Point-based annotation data
———

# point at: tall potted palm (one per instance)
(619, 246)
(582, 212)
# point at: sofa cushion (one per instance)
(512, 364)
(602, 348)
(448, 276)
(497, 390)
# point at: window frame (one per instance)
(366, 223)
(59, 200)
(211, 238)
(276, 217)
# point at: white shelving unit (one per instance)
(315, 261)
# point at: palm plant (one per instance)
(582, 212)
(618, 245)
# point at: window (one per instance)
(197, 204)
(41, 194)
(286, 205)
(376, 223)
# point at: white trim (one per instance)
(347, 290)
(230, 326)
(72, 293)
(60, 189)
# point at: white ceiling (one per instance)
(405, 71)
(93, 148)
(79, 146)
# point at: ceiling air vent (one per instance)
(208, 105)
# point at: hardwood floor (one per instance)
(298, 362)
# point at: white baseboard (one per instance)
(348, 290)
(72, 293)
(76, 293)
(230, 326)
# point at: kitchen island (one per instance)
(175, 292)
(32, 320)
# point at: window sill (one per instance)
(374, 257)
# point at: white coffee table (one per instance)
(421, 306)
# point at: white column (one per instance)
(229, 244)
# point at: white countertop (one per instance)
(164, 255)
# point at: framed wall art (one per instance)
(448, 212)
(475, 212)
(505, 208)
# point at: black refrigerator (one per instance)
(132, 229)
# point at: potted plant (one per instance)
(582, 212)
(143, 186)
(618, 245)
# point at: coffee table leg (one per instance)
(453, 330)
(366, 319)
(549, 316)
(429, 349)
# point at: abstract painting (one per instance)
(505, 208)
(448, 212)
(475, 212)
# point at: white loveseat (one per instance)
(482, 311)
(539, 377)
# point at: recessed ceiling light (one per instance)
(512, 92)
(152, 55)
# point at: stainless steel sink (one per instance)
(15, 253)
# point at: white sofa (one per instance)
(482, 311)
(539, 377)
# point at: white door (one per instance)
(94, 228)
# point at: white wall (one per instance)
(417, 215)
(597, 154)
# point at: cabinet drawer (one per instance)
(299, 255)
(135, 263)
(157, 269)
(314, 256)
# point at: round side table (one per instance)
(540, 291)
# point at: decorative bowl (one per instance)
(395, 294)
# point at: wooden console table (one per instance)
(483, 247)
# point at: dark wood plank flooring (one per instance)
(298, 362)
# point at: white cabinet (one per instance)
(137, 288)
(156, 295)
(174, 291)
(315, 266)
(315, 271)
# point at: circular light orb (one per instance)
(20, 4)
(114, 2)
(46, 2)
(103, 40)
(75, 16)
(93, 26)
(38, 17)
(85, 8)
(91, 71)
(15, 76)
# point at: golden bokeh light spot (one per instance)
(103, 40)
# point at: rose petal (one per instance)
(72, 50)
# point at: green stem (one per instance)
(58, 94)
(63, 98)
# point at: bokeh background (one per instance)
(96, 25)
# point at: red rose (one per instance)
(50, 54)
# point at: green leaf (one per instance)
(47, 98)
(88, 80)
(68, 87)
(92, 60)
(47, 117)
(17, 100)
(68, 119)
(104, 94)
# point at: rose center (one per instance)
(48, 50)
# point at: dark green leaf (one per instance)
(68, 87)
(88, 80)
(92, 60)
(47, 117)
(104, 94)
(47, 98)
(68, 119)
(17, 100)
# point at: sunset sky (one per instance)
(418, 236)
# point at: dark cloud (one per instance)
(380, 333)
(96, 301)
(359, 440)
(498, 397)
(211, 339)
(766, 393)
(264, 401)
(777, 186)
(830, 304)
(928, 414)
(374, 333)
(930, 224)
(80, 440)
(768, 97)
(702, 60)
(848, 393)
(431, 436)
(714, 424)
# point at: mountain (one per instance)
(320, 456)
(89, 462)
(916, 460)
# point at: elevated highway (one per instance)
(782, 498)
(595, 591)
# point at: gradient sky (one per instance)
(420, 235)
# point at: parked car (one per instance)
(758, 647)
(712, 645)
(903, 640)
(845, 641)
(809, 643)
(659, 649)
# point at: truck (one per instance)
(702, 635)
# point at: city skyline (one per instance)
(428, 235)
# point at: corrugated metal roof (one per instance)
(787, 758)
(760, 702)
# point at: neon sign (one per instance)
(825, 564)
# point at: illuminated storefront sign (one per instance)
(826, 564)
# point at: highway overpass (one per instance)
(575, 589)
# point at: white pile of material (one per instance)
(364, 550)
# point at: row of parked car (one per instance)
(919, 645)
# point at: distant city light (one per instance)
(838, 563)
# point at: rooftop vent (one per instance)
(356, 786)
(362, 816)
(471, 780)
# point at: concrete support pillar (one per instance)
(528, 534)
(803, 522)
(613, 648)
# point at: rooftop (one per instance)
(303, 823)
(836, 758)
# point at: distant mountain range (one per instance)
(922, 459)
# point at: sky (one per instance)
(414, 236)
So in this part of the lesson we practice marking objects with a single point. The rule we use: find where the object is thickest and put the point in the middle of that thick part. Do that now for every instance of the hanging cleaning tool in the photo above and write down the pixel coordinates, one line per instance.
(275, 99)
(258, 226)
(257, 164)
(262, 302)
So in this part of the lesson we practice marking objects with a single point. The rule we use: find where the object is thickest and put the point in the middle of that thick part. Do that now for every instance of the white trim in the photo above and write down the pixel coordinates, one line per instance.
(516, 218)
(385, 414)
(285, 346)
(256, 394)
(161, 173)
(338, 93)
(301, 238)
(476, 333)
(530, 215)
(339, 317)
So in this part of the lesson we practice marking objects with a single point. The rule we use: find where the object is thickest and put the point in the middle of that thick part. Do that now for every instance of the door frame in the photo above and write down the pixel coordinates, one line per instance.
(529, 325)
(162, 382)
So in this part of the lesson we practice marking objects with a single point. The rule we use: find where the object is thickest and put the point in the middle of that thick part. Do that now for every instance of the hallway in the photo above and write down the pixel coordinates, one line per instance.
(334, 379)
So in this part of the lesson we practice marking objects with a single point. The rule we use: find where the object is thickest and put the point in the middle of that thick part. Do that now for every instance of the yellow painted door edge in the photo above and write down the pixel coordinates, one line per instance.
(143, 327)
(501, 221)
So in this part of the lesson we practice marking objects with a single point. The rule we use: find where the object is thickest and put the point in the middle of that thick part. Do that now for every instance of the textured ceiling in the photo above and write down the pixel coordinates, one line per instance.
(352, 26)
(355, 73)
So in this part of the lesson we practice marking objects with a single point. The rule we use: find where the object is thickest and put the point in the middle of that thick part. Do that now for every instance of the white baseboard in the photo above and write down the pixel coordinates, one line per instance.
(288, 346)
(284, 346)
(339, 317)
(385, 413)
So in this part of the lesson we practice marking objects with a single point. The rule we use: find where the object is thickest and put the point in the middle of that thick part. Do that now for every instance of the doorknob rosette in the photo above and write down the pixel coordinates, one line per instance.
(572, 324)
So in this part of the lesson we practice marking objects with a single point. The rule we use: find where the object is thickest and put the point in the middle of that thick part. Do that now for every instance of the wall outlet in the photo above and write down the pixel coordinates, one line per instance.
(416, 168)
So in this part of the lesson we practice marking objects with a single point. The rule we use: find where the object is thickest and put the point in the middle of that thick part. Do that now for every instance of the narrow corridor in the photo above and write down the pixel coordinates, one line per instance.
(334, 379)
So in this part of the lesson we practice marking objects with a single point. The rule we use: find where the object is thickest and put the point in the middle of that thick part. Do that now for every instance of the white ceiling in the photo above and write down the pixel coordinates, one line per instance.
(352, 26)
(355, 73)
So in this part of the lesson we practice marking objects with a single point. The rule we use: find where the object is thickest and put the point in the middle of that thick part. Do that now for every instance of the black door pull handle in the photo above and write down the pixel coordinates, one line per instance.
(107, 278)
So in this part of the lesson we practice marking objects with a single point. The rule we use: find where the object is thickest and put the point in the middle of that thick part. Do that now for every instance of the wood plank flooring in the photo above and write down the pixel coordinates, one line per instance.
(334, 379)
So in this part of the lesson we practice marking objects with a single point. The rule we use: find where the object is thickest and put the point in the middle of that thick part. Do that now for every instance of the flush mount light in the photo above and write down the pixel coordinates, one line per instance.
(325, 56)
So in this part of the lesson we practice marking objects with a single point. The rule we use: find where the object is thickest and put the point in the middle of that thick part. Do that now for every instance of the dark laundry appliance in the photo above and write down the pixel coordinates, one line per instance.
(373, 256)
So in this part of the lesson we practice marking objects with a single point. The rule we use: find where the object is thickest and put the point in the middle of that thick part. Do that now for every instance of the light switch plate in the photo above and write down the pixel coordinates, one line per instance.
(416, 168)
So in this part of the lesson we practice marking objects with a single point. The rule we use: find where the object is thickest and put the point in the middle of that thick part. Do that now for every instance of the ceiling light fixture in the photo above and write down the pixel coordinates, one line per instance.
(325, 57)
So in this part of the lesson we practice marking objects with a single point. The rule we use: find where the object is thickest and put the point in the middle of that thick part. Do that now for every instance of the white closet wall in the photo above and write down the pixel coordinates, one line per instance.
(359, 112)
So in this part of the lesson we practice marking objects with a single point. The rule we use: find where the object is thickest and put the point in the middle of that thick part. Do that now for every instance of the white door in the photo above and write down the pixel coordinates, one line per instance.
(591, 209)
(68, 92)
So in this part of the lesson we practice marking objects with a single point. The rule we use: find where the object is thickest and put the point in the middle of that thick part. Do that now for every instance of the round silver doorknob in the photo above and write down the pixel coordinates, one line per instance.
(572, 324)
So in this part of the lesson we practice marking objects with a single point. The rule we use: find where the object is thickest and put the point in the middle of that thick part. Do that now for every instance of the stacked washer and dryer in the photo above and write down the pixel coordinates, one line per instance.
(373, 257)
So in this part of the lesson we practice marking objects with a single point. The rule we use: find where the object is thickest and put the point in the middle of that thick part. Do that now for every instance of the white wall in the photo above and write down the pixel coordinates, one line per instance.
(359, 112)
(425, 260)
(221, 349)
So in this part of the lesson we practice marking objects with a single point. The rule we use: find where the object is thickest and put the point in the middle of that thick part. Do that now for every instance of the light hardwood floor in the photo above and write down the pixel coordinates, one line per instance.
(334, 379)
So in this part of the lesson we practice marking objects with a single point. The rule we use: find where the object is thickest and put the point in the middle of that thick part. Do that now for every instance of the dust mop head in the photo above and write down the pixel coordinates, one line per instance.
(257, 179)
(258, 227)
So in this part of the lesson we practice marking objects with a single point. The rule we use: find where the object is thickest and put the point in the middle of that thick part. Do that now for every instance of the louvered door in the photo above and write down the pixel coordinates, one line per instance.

———

§ Required work:
Starting with the line that contains "the white wall", return each line through the last one of the data above, exactly as written and nothing more.

§ Final answer:
So in this part of the lesson we practice marking objects with a single point. The rule we use: find where the object is thickest and put the point in the middle of that thick part. Do that now for every instance of the white wall in the photo above and write down the pixel coordinates, one line per instance.
(359, 112)
(425, 260)
(221, 349)
So in this part of the lesson we practice marking objects with a single point. The rule we use: find where the object is thickest and put the point in the middle of that thick part. Do that now for every instance of the light hardwood floor in the photo above and write down the pixel coordinates, one line per instance.
(334, 379)
So in this part of the lesson we practice marking objects with a single point. The rule we use: find where the object is thickest and put the point in the middle of that thick part. Do that now for every instance of the dust mop head in the photo above and write down the pixel coordinates, one line per instance.
(257, 179)
(258, 227)
So in this part of the lesson we practice marking objects with a single point. The rule we use: find where the object is thickest and put the point in the middle of that thick part. Do that now for every instance of the louvered door in the photo above and write down the pixel coordinates, one line per instance.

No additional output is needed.